» **Input records**:
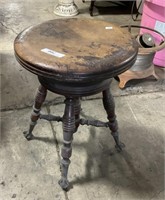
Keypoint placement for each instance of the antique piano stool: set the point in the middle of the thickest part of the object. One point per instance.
(75, 58)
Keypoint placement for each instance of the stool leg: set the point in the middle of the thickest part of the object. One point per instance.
(39, 99)
(91, 7)
(109, 106)
(66, 151)
(77, 109)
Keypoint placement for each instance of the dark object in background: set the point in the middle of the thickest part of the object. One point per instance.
(105, 7)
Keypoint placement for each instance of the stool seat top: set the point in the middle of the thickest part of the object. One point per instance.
(75, 50)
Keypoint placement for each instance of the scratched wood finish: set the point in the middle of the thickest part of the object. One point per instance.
(91, 49)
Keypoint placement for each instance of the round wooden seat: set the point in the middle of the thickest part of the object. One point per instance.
(75, 50)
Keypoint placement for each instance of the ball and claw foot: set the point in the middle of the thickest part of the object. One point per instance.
(28, 136)
(64, 183)
(120, 146)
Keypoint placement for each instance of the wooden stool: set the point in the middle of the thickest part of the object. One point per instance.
(75, 58)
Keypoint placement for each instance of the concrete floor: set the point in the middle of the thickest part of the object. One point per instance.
(30, 170)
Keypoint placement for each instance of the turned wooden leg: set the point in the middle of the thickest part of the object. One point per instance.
(91, 7)
(77, 109)
(39, 99)
(109, 106)
(66, 151)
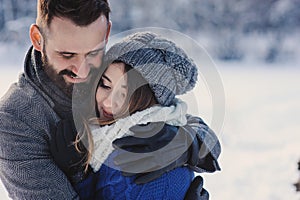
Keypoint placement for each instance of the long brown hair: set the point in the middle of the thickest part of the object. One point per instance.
(139, 97)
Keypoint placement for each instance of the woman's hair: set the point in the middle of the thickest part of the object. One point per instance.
(139, 97)
(81, 12)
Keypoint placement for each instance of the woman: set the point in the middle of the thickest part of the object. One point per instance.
(145, 72)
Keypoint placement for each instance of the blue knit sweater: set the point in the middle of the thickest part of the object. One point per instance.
(108, 183)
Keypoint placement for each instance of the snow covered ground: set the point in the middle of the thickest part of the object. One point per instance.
(260, 137)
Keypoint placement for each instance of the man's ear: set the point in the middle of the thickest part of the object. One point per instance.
(36, 37)
(108, 31)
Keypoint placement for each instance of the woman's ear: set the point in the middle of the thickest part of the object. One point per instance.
(36, 37)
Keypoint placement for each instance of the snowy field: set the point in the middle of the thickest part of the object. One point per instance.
(260, 136)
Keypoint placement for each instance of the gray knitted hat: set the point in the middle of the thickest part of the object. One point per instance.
(164, 65)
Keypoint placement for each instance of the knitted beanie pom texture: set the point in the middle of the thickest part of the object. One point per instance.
(164, 65)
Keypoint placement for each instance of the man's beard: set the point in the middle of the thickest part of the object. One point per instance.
(82, 94)
(57, 78)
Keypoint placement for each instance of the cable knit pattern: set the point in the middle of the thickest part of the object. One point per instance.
(109, 184)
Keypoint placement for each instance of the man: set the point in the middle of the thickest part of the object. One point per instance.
(68, 43)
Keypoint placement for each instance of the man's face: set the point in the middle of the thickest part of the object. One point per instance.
(70, 52)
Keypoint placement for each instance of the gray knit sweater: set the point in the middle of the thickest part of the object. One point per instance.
(26, 120)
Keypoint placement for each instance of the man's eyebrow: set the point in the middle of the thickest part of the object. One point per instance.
(65, 52)
(104, 76)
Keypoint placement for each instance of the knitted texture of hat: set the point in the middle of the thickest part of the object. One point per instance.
(164, 65)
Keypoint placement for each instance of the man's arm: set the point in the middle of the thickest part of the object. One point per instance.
(195, 145)
(27, 168)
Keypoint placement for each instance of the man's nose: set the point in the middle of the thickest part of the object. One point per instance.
(108, 101)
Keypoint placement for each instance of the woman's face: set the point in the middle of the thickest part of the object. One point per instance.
(112, 91)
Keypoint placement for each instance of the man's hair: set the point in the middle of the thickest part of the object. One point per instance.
(80, 12)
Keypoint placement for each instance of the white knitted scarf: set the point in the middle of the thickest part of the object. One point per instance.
(103, 136)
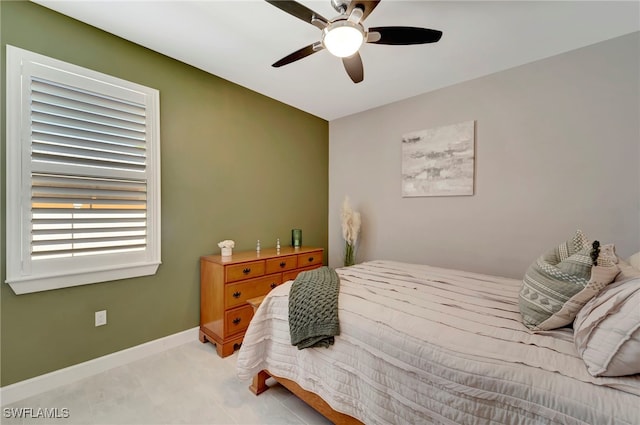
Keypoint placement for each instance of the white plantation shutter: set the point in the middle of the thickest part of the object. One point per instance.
(89, 151)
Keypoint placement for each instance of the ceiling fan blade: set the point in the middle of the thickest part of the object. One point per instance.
(353, 65)
(299, 54)
(301, 12)
(402, 35)
(366, 6)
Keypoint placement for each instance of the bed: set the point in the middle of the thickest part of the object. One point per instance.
(421, 344)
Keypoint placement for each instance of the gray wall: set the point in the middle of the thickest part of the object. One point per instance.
(557, 148)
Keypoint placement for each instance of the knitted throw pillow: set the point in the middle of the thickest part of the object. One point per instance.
(560, 282)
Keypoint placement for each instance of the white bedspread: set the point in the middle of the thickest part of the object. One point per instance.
(421, 345)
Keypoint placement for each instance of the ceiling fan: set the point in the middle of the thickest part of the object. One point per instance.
(343, 35)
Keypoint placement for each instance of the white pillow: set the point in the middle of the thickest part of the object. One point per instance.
(634, 260)
(607, 330)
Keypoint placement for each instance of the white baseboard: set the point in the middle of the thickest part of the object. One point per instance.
(39, 384)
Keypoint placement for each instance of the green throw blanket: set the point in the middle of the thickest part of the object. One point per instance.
(313, 308)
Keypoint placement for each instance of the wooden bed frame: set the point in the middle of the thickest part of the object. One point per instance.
(259, 385)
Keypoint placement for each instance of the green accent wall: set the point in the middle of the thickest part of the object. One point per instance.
(235, 165)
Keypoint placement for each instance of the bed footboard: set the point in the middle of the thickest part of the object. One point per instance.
(259, 385)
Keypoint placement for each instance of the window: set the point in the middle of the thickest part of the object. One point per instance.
(83, 175)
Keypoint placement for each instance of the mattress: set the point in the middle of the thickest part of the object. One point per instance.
(422, 344)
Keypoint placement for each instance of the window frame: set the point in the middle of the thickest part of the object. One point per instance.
(23, 275)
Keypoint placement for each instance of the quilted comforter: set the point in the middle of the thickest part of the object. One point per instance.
(421, 345)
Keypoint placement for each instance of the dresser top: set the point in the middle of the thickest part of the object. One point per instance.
(264, 254)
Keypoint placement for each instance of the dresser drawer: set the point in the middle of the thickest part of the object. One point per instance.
(237, 320)
(310, 259)
(281, 264)
(244, 271)
(236, 294)
(291, 275)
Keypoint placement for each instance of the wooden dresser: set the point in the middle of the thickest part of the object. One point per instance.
(226, 283)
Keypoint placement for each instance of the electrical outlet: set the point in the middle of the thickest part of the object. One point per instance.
(101, 317)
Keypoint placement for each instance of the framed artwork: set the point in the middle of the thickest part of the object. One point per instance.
(439, 161)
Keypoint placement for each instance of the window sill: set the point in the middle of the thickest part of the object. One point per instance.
(46, 283)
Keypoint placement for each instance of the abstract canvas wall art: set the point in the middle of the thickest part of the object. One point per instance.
(439, 161)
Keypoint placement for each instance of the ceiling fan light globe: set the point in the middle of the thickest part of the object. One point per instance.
(343, 38)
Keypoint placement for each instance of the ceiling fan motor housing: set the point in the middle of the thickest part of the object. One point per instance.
(340, 5)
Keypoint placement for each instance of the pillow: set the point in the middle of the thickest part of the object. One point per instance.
(627, 271)
(634, 260)
(560, 282)
(607, 330)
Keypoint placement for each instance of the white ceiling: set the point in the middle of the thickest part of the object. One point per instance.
(239, 40)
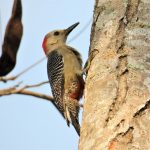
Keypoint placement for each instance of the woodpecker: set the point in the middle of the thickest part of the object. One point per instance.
(64, 69)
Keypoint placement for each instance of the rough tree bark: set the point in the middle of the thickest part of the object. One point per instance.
(117, 94)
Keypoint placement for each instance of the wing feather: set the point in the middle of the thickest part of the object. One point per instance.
(55, 67)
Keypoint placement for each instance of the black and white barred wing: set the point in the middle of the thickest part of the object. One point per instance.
(55, 67)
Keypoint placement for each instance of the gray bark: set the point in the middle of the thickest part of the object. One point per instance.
(116, 111)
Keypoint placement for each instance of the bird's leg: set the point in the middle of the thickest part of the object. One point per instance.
(93, 53)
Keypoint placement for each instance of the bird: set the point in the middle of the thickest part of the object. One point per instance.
(65, 74)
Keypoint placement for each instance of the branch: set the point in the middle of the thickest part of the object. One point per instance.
(14, 90)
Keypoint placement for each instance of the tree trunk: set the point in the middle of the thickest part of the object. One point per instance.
(116, 112)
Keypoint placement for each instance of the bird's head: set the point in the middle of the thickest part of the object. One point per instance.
(56, 38)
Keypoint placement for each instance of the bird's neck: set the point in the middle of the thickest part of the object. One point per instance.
(51, 47)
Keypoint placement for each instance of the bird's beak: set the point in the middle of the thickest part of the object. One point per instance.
(68, 30)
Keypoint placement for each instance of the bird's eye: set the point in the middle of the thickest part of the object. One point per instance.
(56, 33)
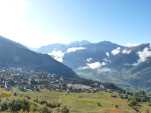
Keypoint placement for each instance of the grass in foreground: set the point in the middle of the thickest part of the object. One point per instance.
(100, 102)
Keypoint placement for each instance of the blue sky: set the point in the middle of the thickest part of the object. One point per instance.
(39, 22)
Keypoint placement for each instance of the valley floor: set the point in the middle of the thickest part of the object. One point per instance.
(100, 102)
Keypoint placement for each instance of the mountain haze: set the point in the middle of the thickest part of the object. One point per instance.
(14, 55)
(107, 61)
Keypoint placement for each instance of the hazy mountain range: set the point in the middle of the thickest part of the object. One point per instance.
(14, 55)
(106, 61)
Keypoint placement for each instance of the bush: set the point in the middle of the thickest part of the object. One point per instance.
(64, 110)
(4, 106)
(45, 110)
(15, 105)
(99, 104)
(53, 105)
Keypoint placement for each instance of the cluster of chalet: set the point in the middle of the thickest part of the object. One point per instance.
(31, 80)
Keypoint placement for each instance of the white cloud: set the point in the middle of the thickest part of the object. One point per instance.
(116, 51)
(89, 59)
(126, 51)
(107, 54)
(19, 22)
(58, 55)
(143, 55)
(74, 49)
(103, 70)
(131, 44)
(96, 65)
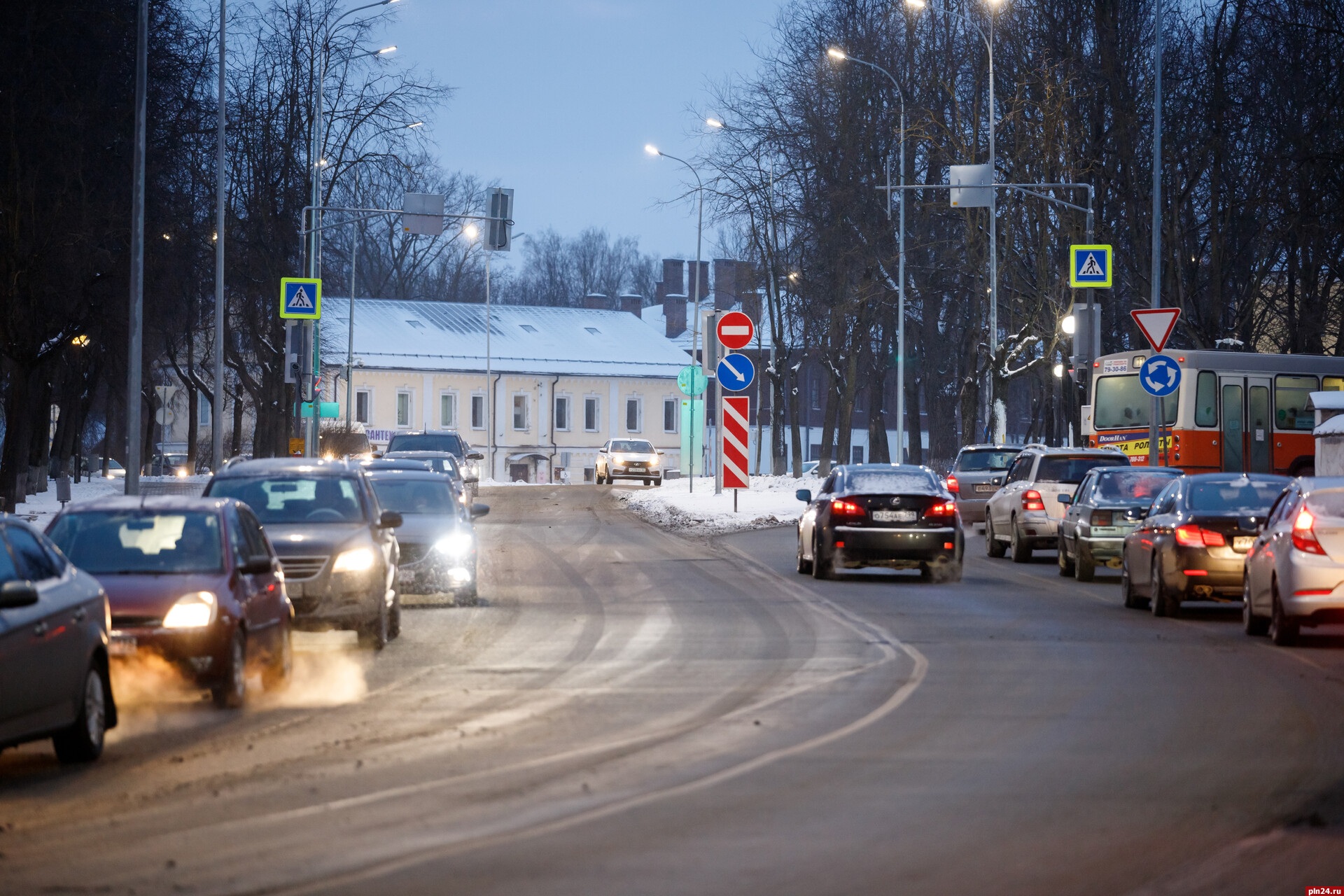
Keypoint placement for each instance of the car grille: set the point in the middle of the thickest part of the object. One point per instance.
(300, 568)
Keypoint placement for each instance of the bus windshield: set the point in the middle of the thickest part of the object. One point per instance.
(1121, 403)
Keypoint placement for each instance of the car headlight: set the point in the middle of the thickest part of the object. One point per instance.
(355, 561)
(195, 610)
(456, 545)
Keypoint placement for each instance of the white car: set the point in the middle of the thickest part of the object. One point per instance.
(629, 460)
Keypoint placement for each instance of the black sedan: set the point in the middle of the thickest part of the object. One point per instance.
(1193, 542)
(879, 514)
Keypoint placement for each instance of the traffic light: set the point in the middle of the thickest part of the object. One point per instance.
(500, 232)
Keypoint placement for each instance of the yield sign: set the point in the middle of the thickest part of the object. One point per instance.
(1156, 324)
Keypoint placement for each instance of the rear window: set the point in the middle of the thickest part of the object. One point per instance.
(1233, 496)
(1073, 469)
(984, 461)
(428, 442)
(895, 481)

» **Problem requirements**: From the line with "Keypoint placement for each instance of the mountain" down to the end of the entries, retype each line exactly as written, but drop the pictures.

» **Answer to the problem**:
Keypoint placement for each instance of the mountain haze: set the point in the middle of the thickest part of the object. One point per instance.
(14, 55)
(107, 61)
Keypoint placement for each instance of the hazy mountain range: set the point in the middle of the thickest part of the object. One point per instance.
(14, 55)
(106, 61)
Keypoint placement for each instance of the bush: set the point in the middle of the thickest part of the object. One point per instance.
(64, 110)
(4, 106)
(45, 110)
(15, 105)
(99, 104)
(53, 105)
Keypoint placement for each instance of the cluster of chalet: set the point in the middle of the thickest part of the object. One point per instance.
(31, 80)
Keypoint placement for each instance of the white cloud: set the point in the middle of the thickest part of the object. One point per instance.
(116, 51)
(89, 59)
(126, 51)
(107, 54)
(19, 22)
(58, 55)
(143, 55)
(74, 49)
(103, 70)
(131, 44)
(96, 65)
Keypoint placement for each instance of the car grille: set the point in the middle of the thickest part of the object. One point per instance.
(300, 568)
Keypoint placement for each instance of the bus windshield: set the point in the middle of the thickest part of the object. One point per instance.
(1121, 403)
Keypoint placement for each instance of the car headlight: set the point in the middle of the thickest part of the object. One point per instance.
(355, 561)
(195, 610)
(456, 545)
Keypoint placement for each instance of the white car: set the point in the middle of the thickest part of the object. One point per instance.
(629, 460)
Keypoint placement for each instance of the black sedan: set the point in the middle of the thickest part of the object. One point per instance.
(1193, 542)
(879, 514)
Keypoint placement for each instance of the traffic light: set the point in the middle of the thickest part of the object. One point per instance.
(500, 232)
Keypoint placement for each instance of the yield sign: set the point in the middle of the thickest part of the object. One point per instance.
(1156, 324)
Keypoint placement for each instance of the rear window: set the point in the middle of the thickest part of the object. One point per instance.
(1233, 496)
(1073, 469)
(984, 461)
(428, 442)
(895, 481)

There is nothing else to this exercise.